Can you turn every line of the records below into a numbered list, leaving out any blank lines?

— START OF Provided material —

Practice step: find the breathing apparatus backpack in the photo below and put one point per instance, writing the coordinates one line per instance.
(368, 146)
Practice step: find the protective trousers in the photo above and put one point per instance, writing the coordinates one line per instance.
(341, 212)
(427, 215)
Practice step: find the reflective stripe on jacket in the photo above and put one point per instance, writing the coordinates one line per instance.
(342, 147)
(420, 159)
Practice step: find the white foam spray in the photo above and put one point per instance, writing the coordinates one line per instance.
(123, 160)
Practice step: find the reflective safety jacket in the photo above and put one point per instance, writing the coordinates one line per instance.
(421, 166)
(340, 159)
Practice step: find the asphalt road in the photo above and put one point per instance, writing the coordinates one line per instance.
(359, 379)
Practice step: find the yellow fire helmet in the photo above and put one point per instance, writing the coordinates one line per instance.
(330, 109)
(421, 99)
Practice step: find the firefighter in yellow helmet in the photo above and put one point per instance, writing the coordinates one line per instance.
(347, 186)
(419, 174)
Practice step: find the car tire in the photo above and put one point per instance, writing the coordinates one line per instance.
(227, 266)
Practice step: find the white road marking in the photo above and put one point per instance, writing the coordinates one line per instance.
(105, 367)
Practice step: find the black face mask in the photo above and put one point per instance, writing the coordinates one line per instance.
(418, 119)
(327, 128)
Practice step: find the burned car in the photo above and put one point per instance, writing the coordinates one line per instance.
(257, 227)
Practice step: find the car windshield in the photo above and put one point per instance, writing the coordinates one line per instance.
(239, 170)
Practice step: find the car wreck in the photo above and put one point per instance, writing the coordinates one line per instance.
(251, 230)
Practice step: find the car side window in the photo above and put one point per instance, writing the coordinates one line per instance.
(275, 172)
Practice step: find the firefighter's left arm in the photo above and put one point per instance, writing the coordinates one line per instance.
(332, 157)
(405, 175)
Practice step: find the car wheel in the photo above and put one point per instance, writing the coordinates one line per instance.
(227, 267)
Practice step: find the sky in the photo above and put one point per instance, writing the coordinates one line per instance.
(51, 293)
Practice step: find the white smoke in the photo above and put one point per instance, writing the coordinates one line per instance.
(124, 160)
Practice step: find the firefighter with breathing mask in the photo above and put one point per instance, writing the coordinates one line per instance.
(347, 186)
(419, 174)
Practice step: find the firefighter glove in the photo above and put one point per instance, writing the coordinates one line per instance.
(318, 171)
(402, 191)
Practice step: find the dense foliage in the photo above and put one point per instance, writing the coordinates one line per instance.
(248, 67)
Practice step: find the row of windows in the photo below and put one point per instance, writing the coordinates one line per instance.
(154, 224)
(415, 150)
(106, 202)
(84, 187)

— END OF Provided material —

• [Exercise result]
1. Practice step: find the breathing apparatus backpack in the photo below and put one point per instance, writing the coordinates one line per instance.
2. (368, 146)
3. Practice step: find the protective trousers in the photo above and put one point per instance, writing the coordinates one line per instance.
4. (341, 212)
5. (427, 215)
6. Practice step: find the reflective stripe on jacket in the photo above and put one point per instance, writing the coordinates one line per instance.
7. (342, 147)
8. (420, 159)
9. Practice step: find the white foam spray in the photo above and put one point per instance, writing the coordinates one line per instance.
10. (123, 160)
11. Practice step: find the reflective safety jacket in the photo above and put one point per instance, writing the coordinates one line per instance.
12. (421, 166)
13. (340, 159)
14. Practice step: find the asphalt road in the photo above and put one point per instance, writing the coordinates one line per instance.
15. (359, 379)
16. Practice step: find the yellow fire helmet in the photo above and put one point per instance, writing the coordinates one line per instance.
17. (330, 109)
18. (421, 99)
19. Practice step: find the firefighter in yellow helmet in the photo above and put one point per instance, writing the coordinates one line per instance.
20. (347, 186)
21. (419, 174)
22. Practice step: find the car tire in the photo above and put one point per instance, writing the coordinates one line per instance.
23. (227, 266)
24. Practice step: find the white road marking in the photo above and put one point per instance, writing the coordinates one line per instance.
25. (105, 367)
26. Practice step: find the black face mask in the photo above and put one point per instance, writing the coordinates one line per instance.
27. (418, 119)
28. (327, 128)
29. Practice step: find the burned car in the photo above and put one point per instance, writing the coordinates one line per instance.
30. (257, 227)
31. Practice step: find the car windshield in the photo above and put one point per instance, writing the coordinates one line per instance.
32. (239, 170)
33. Practice step: find the car wreck in the photo above and put one point per instance, writing the coordinates one line per instance.
34. (251, 230)
35. Practice step: find the car side window in the photo above and put one point per instance, writing the coordinates one line per instance.
36. (275, 172)
37. Practice step: find the firefighter's left arm in the photo above and put one point per instance, writing the coordinates one line per instance.
38. (332, 157)
39. (405, 175)
40. Practice step: find the car wheel in the photo above and put one point per instance, writing the coordinates one line per instance.
41. (227, 267)
42. Practice step: find the sky in the photo above and put one point per instance, writing the coordinates one line per instance.
43. (51, 293)
44. Practice step: find the white smoke in the photo above and put one point per instance, writing the coordinates one line per instance.
45. (124, 160)
46. Practice step: find the firefighter with breathing mask in the photo above and put one point per instance, writing the coordinates one line per instance.
47. (347, 186)
48. (419, 174)
49. Practice step: find the firefighter glove in the photo above and put one point per instance, writing the coordinates one line per instance.
50. (318, 171)
51. (402, 191)
52. Practice step: find the dense foliage in the photo above and put one point per instance, writing the coordinates one line per instance.
53. (248, 67)
54. Practice step: find the row of windows in the photo below and put one point per instance, writing the coordinates one line per instance.
55. (154, 224)
56. (415, 150)
57. (106, 202)
58. (84, 187)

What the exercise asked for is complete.